*** Document excerpt ***

This is similar in style to the previous book of science fiction tables: a series of d100 tables with brief phrases or one-liners, no details or descriptions.
Laboratories: The Lab Experiments table is useful for tipping off the PCs that something interesting is in the works. It might also be odd, disturbing, or alarming in some way. Items in a Biology Lab and Items in a Chemical Lab both give you ways to roll up assorted stuff. I wouldn't roll up piles of stuff for every drawer, cabinet, or room the PCs open -- boring! Instead, I'd pick one or a few things that are prominent or noteworthy and that are signficant for moving the situation along.
Cargo & Trade Goods: Three d100 tables give you cargo contents; it's similar to Items in a Cargo Hold from the previous collection. As I noted above, I'd use this only to help pick out one or a few significant, noteworthy items, instead of rolling up every a complete cargo every time the PCs run into one. A few tables give you a name (but no description) for exotic cargo items: Fictional Trade Goods, Fictional Spices, Fictional Medications. The Cargo Weight table is useless for me; each entry is a number of metric tons -- meh. Think of your favorite science fiction movies, novels, and TV series; I'll guess that the precise cargo tonnage was never interesting or relevant.

***

Problems and tasks
1 - Translate this sentence from the review of science fiction tables into Spanish: "Think of your favorite science fiction movies, novels, and TV series; I'll guess that the precise cargo tonnage was never interesting or relevant."
2 - Please list every table that the review of science fiction tables mentions by its title.

*** Information given ***

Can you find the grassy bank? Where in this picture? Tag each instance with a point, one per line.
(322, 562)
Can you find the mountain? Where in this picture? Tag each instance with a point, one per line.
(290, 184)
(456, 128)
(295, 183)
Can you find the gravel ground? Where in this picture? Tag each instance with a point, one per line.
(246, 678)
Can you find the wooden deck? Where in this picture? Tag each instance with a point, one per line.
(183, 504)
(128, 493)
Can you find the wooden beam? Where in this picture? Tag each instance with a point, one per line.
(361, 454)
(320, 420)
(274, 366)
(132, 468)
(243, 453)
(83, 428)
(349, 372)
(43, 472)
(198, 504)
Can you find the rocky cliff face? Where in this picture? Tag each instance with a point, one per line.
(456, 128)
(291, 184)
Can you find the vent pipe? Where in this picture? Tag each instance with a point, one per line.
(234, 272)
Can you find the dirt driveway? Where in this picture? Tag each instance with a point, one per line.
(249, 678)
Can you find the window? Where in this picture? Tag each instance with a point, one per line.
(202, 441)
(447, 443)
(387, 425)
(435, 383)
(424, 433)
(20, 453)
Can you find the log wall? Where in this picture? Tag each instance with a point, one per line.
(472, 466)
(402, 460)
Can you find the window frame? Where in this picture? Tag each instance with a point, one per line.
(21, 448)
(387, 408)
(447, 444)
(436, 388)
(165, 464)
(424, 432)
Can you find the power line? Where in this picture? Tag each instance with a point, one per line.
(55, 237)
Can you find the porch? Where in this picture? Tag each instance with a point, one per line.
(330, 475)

***

Activity answers
1 - Piensa en tus películas, novelas y series de televisión de ciencia ficción favoritas; supongo que el tonelaje exacto de la carga nunca fue interesante ni relevante.

2 -
Lab Experiments
Items in a Biology Lab
Items in a Chemical Lab
Items in a Cargo Hold
Fictional Trade Goods
Fictional Spices
Fictional Medications
Cargo Weight